→ STATED EXERCISE
In the records below, take the stretch from the line containing "Where can you see the blue" through the end of the records and rewrite every line of it. Shift each coordinate in the answers by adding 115 to it, and leave all other lines unchanged.

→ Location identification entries
===
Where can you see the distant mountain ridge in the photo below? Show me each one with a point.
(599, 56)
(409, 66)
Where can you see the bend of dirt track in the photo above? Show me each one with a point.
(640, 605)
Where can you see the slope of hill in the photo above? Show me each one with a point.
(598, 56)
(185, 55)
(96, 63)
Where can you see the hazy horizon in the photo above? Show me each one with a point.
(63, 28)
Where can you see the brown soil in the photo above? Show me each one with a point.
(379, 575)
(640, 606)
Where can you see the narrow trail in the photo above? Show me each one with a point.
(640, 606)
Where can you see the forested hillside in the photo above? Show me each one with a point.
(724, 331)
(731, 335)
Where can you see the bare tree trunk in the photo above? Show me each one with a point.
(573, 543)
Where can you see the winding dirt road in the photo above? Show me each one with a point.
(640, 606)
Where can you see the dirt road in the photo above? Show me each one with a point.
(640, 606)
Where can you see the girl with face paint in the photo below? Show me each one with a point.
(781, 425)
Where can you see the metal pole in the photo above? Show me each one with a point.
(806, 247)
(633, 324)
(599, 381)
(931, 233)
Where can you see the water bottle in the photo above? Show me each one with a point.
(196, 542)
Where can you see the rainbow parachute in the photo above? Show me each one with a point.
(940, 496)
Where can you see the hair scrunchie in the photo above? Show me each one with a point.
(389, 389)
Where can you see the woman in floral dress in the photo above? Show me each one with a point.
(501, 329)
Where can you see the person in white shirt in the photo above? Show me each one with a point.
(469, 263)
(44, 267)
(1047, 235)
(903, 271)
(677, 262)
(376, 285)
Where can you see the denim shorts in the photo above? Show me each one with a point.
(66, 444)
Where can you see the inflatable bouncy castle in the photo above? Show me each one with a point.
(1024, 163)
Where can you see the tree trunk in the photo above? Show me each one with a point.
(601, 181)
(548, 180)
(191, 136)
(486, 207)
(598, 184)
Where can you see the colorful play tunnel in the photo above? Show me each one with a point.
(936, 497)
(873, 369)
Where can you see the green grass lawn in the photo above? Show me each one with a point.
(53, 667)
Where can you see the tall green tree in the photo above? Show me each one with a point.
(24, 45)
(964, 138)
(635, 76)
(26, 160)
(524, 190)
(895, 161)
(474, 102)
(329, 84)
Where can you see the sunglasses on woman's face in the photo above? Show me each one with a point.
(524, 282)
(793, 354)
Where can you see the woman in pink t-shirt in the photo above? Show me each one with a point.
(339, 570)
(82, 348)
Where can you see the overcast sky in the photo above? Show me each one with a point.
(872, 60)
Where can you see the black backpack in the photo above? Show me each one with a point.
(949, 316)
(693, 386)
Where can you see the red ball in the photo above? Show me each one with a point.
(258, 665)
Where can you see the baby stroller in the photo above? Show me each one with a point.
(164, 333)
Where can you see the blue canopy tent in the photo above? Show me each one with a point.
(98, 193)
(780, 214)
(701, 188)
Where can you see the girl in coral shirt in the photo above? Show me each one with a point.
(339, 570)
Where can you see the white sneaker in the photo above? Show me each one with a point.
===
→ EXPECTED OUTPUT
Where can you see the blue canopy tent in the photo above? Show me each one with a point.
(213, 308)
(895, 329)
(816, 303)
Where can you see the girl in coral shirt in the photo above? Show me each one with a point.
(454, 685)
Where can you see the white sneaker in the photo above? Show me each one with a point.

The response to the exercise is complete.